*GIVEN TEXT*:
######
Feb 25, 2012

Weekend Links

How many years has the economic crisis set back the most affected countries?

China's foreign exchange reserves move the Euro.

Is an engineering degree better than an MBA if you plan to start a company?

Marketing dollars vs. the time spent by consumers on different categories of media.

With more investors entering the market and less interest in homeownership, the US is seeing the number of homes rented increase.

Feb 2, 2012

Debt policy follow up

I recently wrote about the importance of the accumulated debt in the worlds current financial troubles and am heartened to learn some of the mainstream is not thinking that differently.

Martin Wolf both agrees that central banks need to pay more attention to aggregate leverage levels and that tax codes should remove incentives that encourage debt.  That these changes made his short list of 7 ways to fix the system is very encouraging.

Paul Krugman also points to the growth of debt as the primary reason the economy was unsound from 2003 to 2007.  Repeating this simple narrative will eventually lead to enacting the prescribed solutions.

Now that the failure of austerity is rapidly becoming apparent, I am hoping new policy measures will be aimed at the structural issues that led to debt build up while returning to the old standard practice (it became unfashionable in 2010 as I recall) of counter-cyclical monetary and fiscal policy.

Jan 27, 2012

The MF Global fallout and other links

  • I am surprised the markets shrugged off the MF Global loss of client funds so easily.  I am hopeful that the end result will be tighter restrictions to prevent such losses in the future.  Until this happens though I would have thought risk premiums might need to widen generally or a least some other brokers might suffer as customers gravitated towards the strongest.
  • A retrospective on housing market declines that looks at where Australia might be in that process.  Real estate still seems expensive in Australia and with China likely to be shoring up its economic growth this year, I don't think AUD interest rates will be adding price support to housing.
######
*ITEMS*:
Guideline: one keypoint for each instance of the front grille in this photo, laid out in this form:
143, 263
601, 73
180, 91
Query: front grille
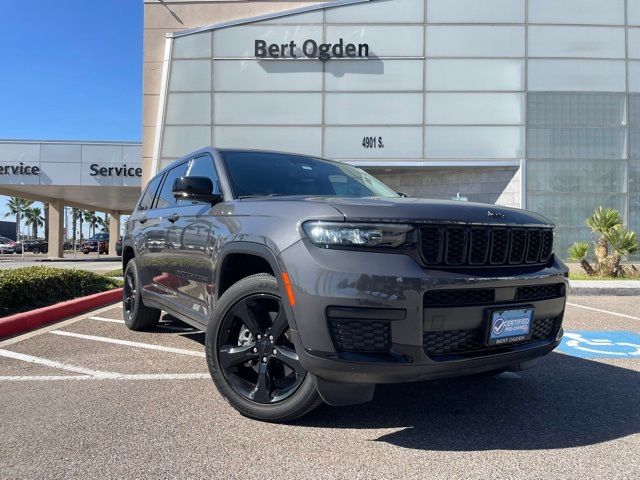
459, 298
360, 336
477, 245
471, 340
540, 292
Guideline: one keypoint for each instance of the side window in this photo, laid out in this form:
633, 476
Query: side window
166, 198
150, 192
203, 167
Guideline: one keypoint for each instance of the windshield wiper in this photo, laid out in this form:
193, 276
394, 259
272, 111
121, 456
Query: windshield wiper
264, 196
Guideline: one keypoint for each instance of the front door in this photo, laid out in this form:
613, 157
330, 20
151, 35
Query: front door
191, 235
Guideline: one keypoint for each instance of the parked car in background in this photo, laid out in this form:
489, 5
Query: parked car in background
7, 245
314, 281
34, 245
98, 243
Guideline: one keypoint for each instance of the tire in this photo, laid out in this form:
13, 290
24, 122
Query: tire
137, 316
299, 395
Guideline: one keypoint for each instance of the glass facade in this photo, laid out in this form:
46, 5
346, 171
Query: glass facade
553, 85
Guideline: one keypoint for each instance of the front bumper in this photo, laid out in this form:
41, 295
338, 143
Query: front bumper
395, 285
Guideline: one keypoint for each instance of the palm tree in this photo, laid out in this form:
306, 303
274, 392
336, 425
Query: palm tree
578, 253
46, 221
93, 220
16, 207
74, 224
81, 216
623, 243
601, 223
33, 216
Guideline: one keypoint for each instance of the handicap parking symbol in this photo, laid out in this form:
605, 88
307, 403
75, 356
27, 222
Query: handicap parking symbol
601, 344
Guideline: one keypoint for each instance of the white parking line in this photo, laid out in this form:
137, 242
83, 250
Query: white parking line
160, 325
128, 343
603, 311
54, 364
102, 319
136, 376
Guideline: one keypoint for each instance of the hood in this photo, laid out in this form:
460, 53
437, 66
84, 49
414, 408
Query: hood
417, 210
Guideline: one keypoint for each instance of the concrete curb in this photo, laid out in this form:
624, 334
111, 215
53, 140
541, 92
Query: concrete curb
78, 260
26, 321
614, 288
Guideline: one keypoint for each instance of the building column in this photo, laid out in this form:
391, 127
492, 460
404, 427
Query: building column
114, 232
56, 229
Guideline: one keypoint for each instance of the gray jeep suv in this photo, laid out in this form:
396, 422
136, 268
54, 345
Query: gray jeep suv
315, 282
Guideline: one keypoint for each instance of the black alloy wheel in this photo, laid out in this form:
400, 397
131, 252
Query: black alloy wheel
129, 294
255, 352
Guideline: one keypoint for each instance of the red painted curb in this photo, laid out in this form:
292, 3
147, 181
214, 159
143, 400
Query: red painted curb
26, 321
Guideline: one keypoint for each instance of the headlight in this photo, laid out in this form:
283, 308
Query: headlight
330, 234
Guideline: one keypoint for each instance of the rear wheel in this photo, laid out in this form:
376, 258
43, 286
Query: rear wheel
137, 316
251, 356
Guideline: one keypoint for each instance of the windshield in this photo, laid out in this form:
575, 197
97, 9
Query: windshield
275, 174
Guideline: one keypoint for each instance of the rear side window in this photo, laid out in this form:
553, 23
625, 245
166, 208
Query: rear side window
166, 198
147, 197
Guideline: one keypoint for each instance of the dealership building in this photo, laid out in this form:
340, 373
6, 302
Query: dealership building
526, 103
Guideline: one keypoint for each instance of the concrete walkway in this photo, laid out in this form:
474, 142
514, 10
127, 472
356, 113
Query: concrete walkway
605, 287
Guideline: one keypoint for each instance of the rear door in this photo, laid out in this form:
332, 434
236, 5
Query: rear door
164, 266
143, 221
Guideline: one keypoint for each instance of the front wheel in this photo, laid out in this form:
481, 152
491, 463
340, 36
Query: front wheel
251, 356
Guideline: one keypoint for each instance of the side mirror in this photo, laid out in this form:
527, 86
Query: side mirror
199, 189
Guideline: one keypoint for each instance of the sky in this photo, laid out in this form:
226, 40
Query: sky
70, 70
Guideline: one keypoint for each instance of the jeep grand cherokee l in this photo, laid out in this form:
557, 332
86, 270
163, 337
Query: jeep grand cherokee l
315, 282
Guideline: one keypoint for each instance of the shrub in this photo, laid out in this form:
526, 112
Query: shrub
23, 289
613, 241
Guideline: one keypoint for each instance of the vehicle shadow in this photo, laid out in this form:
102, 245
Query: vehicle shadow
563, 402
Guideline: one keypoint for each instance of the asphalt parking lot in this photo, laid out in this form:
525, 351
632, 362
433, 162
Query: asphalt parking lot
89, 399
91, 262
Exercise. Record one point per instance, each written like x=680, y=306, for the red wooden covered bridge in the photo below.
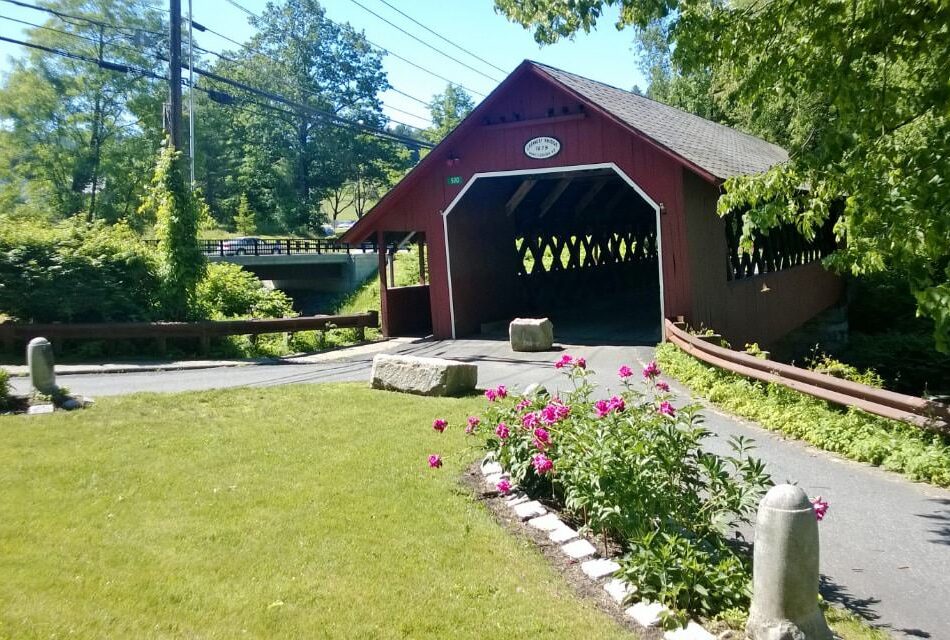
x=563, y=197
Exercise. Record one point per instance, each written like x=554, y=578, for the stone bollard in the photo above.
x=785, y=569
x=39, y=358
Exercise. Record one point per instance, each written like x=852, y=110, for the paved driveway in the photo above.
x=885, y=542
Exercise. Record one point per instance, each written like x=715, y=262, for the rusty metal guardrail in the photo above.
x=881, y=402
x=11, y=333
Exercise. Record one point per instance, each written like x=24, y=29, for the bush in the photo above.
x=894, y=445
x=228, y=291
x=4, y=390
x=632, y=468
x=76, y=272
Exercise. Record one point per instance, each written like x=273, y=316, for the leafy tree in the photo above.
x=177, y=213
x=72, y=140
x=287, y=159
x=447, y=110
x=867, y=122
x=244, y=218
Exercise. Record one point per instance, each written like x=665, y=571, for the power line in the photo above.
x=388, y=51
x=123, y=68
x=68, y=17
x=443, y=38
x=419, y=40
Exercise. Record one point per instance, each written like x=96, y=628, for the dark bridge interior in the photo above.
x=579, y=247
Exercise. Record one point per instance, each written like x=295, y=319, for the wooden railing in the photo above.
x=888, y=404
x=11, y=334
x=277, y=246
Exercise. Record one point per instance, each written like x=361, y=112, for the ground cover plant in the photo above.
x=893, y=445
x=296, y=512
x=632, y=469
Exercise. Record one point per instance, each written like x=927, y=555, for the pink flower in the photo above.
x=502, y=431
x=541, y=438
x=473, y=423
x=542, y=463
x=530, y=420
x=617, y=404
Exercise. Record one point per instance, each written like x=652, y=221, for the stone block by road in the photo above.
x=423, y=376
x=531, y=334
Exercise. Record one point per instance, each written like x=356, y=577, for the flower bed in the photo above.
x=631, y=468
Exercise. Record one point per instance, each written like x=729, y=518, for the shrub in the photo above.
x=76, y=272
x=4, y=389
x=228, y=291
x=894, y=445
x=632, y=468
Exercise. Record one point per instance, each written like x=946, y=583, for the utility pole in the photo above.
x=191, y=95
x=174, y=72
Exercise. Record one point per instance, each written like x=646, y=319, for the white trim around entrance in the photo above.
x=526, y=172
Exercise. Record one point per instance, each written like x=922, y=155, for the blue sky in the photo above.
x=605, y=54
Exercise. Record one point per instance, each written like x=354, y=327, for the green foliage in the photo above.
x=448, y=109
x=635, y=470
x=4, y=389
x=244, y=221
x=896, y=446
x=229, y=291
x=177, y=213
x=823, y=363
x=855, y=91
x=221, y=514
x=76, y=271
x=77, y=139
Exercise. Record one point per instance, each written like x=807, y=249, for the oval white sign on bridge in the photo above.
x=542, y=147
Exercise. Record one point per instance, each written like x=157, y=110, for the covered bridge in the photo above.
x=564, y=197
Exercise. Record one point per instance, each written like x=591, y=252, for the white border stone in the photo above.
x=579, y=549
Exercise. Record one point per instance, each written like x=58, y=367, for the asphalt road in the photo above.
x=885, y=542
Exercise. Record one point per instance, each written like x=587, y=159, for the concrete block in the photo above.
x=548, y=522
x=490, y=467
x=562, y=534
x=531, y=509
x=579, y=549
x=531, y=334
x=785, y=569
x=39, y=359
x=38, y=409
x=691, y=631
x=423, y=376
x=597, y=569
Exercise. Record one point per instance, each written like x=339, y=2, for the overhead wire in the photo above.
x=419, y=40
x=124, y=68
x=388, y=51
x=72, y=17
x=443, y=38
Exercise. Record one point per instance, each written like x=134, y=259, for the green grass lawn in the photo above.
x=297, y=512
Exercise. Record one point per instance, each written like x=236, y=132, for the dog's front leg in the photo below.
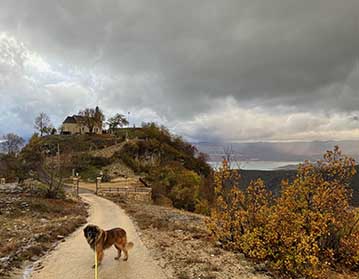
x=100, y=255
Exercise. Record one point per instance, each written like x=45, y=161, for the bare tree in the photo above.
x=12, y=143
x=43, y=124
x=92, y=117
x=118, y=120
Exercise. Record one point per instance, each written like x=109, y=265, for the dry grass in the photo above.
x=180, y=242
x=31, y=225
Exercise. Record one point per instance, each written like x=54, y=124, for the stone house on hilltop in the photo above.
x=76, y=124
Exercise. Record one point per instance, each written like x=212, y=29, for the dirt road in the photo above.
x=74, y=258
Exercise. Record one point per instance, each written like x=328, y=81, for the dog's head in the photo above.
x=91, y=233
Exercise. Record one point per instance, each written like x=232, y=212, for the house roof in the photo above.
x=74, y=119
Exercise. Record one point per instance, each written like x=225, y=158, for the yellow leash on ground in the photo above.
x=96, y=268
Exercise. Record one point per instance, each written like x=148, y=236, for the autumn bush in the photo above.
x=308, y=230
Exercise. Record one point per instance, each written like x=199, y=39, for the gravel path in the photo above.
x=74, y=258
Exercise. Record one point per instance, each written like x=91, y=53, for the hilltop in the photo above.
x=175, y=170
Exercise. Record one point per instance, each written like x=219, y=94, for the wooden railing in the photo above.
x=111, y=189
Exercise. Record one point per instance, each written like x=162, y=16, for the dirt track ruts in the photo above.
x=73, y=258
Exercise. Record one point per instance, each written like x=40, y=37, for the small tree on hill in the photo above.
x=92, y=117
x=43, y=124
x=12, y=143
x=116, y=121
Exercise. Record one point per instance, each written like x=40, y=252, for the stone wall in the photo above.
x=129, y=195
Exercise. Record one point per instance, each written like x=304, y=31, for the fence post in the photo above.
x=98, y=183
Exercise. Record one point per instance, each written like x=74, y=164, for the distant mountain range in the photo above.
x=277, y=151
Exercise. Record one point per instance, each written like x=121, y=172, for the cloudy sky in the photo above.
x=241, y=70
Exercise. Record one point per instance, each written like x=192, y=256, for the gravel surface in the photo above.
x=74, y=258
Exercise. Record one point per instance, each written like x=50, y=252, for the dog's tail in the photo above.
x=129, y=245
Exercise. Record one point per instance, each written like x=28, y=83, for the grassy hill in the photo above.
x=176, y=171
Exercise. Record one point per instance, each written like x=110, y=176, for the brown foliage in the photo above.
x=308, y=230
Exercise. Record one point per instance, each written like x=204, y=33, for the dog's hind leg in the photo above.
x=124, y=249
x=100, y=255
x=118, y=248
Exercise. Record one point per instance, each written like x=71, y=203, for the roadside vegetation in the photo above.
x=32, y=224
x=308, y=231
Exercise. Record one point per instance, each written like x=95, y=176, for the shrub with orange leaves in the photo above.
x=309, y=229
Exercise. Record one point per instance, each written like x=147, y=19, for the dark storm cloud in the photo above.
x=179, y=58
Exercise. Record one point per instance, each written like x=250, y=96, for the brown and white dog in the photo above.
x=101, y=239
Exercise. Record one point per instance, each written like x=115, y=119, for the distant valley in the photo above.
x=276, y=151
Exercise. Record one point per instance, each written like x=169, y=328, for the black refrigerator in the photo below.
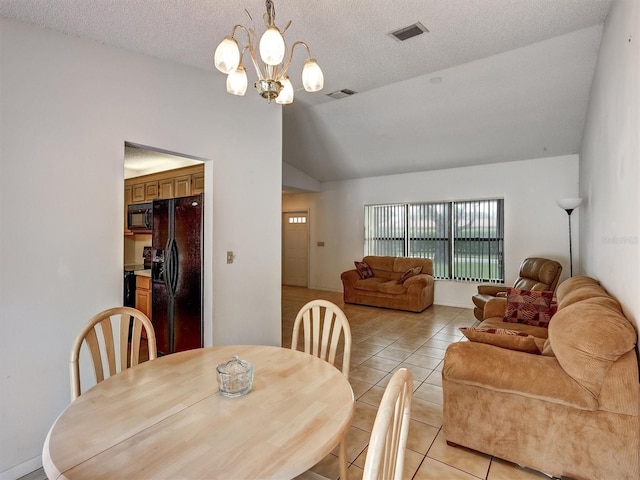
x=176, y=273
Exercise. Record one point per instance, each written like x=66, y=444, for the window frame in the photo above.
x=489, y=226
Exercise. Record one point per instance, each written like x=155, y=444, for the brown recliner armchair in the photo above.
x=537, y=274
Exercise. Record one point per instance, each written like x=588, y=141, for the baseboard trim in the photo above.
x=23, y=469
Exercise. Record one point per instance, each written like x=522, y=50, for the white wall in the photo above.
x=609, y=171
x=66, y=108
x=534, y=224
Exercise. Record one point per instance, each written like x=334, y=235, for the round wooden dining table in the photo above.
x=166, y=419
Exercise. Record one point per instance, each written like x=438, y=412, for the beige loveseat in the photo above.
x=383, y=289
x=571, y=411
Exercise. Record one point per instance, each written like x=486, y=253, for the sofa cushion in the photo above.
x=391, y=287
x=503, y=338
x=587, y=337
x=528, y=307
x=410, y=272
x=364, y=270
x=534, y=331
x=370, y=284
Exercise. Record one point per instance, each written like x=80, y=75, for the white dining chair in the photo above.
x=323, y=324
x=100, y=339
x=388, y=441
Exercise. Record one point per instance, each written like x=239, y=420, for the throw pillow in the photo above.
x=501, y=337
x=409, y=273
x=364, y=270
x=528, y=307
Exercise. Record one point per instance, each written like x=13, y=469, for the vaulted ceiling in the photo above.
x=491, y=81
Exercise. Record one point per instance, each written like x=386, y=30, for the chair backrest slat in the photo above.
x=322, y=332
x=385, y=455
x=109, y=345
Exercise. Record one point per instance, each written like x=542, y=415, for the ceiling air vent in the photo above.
######
*SET EXERCISE 1*: Can you rewrite everything in the blog text from "Paul Krugman also" down to "and fiscal policy.", with "austerity" replaced by "budget cuts"?
*SET EXERCISE 2*:
Answer these about the blog text:
(a) How many ways to fix the system were on Martin Wolf's short list?
(b) According to Paul Krugman, during which years was the economy unsound?
(c) Whose loss of client funds did the markets shrug off?

*EXERCISE SOLUTION 1*:
Paul Krugman also points to the growth of debt as the primary reason the economy was unsound from 2003 to 2007.  Repeating this simple narrative will eventually lead to enacting the prescribed solutions.

Now that the failure of budget cuts is rapidly becoming apparent, I am hoping new policy measures will be aimed at the structural issues that led to debt build up while returning to the old standard practice (it became unfashionable in 2010 as I recall) of counter-cyclical monetary and fiscal policy.

*EXERCISE SOLUTION 2*:
(a) 7
(b) From 2003 to 2007
(c) MF Global's